**Exercise tasks:**
#1 The post about Hebrew stemming gives an example phrase from a document. List every term it says the analyzer should return for that phrase.
#2 Tally the lines in the listing that contain the string "jeans", matching case exactly, and give only the number.

I want to do some basic hebrew stemming.
All the examples of custom analyzers I could find always merge other analyzers and and filters but never do any string level processing themselves.
What do I have to do for example if I want to create an analyzer that for each term in the stream it gets, emits either one or two terms by the following rules: if the incoming term begins with anything other then "a" it should be passed as is. if the incoming term begins with "a" then two terms should be emmited: the original term and a second one without the leading "a" and with a lower boost.
So that if the document has "help away" it will return "help", "away", and "way^0.8".
What methods of the analyzer should I override to do this? (A pointer to a similar nature example would be very helpful).

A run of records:
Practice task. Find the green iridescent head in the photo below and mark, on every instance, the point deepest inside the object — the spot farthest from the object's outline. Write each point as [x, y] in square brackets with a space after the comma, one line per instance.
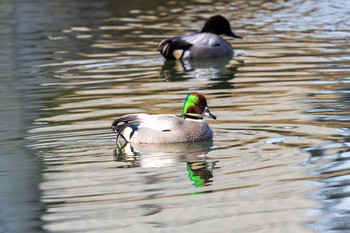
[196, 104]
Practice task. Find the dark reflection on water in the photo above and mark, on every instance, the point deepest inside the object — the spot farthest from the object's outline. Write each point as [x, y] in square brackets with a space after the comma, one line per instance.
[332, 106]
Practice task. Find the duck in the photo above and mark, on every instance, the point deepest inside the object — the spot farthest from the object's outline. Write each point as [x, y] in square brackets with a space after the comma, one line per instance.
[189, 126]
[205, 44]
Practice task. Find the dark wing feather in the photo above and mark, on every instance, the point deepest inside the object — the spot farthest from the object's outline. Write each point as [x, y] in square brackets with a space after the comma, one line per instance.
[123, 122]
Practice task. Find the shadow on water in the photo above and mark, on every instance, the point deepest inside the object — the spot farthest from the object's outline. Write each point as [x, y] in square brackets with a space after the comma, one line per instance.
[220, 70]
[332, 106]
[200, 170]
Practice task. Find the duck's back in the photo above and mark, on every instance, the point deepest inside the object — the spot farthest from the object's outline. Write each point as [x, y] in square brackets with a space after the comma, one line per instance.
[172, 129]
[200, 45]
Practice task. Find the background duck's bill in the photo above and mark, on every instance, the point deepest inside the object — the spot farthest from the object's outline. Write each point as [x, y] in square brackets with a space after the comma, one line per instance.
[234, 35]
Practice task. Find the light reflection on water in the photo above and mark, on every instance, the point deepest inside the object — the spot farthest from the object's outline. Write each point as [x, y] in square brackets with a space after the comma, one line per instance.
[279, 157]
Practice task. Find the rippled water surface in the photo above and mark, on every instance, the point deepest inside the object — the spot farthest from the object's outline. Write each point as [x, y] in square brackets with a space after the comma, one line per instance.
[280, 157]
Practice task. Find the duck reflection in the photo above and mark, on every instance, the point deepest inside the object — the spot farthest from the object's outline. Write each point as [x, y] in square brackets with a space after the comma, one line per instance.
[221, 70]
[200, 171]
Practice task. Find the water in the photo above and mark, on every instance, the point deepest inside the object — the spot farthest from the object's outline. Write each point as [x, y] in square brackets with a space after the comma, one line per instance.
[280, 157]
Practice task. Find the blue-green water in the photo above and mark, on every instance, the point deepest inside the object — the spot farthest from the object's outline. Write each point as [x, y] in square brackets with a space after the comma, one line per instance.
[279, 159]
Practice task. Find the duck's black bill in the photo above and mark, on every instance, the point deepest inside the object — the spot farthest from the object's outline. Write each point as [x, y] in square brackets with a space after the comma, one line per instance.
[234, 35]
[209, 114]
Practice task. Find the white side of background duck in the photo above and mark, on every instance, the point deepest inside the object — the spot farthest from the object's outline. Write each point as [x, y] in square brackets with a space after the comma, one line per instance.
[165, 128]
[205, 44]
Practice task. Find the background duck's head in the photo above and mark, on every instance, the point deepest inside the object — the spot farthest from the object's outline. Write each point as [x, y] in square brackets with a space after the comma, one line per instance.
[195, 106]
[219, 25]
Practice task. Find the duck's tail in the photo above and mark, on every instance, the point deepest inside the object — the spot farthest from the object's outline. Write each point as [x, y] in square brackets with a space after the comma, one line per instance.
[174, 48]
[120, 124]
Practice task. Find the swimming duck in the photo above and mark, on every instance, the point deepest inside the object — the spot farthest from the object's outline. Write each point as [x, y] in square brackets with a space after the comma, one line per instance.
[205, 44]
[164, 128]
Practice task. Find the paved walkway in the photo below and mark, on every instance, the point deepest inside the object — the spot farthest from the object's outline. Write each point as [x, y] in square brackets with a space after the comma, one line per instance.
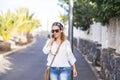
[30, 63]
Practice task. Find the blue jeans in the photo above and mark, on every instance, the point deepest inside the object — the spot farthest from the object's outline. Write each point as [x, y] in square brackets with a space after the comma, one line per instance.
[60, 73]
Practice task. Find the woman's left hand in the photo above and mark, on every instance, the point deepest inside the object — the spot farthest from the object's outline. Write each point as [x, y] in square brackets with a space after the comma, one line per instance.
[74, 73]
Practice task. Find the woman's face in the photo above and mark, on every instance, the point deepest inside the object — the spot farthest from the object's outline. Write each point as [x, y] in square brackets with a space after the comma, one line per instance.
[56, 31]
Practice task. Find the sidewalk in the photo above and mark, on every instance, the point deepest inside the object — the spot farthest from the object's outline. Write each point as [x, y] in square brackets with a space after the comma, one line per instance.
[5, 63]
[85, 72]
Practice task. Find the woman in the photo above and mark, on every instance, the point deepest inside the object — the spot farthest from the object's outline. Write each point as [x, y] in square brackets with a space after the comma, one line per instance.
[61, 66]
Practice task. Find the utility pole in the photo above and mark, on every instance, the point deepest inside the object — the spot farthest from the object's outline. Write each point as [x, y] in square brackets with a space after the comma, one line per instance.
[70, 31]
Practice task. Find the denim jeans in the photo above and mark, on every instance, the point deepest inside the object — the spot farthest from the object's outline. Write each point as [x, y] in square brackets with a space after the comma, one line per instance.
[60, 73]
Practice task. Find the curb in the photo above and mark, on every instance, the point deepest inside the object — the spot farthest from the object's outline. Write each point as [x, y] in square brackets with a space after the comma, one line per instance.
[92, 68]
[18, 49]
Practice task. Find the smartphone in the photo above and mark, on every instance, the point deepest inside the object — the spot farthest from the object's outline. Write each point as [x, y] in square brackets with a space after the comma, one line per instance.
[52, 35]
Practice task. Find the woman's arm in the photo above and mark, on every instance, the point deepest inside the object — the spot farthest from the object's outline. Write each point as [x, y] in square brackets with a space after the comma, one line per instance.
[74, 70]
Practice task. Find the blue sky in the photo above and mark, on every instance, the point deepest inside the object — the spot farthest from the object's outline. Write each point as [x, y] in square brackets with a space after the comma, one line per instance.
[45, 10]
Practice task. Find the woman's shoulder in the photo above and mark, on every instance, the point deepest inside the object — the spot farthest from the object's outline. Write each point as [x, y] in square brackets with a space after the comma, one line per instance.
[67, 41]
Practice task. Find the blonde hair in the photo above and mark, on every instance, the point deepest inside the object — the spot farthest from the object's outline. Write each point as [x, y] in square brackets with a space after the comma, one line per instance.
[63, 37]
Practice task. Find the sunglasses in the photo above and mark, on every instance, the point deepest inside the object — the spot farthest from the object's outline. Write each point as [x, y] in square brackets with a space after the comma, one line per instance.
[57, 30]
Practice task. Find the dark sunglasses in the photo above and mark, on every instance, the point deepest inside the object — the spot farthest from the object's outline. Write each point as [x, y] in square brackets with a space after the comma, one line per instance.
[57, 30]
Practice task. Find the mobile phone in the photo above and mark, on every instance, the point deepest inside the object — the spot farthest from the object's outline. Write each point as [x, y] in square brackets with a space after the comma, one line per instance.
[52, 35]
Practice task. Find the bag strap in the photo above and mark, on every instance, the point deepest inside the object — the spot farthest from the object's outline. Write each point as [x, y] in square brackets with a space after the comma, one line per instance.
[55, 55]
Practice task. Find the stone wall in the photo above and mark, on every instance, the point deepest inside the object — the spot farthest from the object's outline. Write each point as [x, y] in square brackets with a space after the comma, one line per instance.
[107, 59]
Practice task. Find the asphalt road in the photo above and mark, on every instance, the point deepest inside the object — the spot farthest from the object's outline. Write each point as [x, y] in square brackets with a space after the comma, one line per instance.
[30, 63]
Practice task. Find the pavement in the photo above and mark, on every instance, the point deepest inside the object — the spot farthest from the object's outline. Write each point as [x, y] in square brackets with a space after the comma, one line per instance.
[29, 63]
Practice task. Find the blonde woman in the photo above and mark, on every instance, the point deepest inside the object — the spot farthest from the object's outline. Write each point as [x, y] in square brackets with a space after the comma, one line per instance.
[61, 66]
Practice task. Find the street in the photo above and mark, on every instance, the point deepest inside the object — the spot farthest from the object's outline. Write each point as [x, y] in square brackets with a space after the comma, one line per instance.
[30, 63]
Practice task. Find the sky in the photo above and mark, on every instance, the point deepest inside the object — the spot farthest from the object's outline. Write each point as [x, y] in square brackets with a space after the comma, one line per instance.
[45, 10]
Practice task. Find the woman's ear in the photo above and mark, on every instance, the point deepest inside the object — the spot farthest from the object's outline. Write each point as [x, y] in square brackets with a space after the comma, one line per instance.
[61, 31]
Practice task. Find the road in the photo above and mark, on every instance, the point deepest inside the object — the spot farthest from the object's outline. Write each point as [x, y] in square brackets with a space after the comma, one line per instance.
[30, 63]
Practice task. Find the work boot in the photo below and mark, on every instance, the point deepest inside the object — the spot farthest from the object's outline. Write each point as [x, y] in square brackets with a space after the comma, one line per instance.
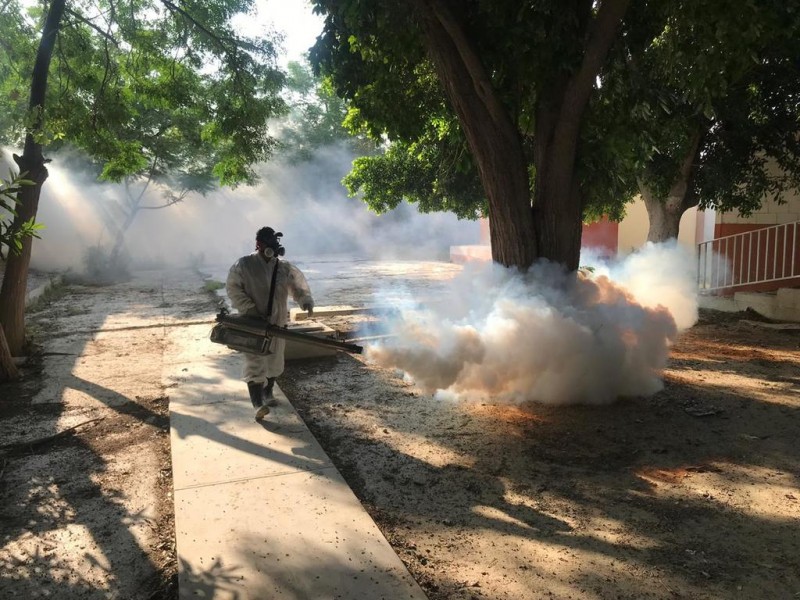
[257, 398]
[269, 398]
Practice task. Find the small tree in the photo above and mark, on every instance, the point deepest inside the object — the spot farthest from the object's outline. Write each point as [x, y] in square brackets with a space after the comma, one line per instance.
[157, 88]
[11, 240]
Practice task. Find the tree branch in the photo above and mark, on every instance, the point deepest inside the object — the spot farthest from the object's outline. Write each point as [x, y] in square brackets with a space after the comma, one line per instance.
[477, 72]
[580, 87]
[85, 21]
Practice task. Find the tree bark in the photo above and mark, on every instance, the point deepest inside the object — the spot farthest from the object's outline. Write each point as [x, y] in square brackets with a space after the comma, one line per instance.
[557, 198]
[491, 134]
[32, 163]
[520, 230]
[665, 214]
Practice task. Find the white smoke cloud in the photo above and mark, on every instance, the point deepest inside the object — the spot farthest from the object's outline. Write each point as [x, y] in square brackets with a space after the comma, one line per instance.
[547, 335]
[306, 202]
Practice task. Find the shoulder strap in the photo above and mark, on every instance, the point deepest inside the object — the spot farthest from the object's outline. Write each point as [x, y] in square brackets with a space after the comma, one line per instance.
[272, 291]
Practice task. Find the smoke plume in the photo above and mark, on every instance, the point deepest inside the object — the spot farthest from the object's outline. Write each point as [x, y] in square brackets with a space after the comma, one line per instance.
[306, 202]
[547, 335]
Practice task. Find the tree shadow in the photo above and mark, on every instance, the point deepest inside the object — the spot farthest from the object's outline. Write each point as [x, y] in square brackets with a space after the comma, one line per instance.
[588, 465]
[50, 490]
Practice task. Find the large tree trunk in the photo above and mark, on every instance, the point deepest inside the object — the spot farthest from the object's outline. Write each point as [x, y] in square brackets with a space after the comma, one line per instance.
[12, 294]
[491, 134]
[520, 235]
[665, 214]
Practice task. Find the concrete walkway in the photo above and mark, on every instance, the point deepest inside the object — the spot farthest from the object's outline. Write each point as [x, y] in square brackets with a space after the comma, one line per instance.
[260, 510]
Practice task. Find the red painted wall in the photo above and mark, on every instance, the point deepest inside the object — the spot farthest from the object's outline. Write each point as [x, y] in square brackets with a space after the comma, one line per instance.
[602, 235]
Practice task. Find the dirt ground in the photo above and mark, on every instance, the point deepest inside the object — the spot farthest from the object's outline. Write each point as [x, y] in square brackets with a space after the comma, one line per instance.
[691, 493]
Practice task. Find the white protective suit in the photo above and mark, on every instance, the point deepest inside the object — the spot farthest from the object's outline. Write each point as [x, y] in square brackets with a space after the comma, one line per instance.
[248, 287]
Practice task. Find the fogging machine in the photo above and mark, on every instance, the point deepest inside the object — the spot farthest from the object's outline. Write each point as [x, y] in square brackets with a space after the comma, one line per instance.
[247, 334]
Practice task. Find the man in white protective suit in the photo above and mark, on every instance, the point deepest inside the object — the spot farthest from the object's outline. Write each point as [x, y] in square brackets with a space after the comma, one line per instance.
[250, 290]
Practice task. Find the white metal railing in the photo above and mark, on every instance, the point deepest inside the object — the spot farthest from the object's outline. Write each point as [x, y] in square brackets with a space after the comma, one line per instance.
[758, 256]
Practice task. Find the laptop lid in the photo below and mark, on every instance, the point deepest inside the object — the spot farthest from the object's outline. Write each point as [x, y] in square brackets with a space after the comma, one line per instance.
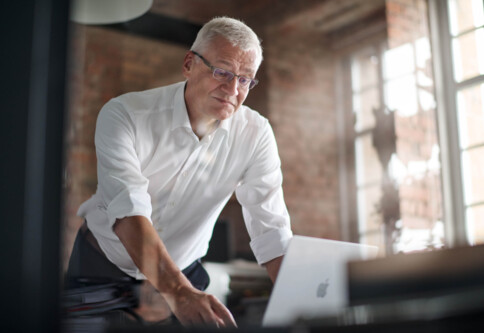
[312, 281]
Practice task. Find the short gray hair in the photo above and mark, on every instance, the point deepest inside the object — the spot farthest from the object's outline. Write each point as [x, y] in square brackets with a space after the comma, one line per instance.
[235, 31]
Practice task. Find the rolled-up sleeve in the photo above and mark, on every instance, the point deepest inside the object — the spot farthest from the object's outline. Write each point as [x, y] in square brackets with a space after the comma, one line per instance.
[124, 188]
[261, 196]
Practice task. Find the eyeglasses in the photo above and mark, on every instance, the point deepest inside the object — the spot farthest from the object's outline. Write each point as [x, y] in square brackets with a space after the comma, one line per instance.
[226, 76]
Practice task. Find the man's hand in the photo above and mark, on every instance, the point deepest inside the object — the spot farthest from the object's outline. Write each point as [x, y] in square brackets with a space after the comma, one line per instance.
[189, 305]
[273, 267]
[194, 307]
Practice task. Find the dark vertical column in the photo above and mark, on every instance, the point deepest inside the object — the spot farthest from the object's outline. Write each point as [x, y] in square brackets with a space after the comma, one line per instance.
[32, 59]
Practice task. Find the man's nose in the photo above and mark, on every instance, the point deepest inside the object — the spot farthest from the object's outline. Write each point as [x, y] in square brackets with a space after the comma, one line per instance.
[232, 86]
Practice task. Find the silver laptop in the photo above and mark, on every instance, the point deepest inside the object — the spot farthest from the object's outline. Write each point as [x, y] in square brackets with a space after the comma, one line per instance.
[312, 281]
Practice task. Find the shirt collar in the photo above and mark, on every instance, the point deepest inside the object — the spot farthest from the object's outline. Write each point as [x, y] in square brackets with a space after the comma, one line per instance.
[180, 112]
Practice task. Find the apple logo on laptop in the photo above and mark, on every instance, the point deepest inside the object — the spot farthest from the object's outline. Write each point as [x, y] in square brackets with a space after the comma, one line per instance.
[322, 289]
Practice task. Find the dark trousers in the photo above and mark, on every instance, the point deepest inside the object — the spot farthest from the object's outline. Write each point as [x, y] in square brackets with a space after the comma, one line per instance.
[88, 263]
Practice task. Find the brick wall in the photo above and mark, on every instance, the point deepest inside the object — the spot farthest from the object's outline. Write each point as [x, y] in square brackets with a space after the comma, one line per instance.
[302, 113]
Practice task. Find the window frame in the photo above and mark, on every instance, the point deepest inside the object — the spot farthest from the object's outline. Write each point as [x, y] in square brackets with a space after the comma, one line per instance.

**Written responses:**
#1 "help", "away", and "way^0.8"

#2 2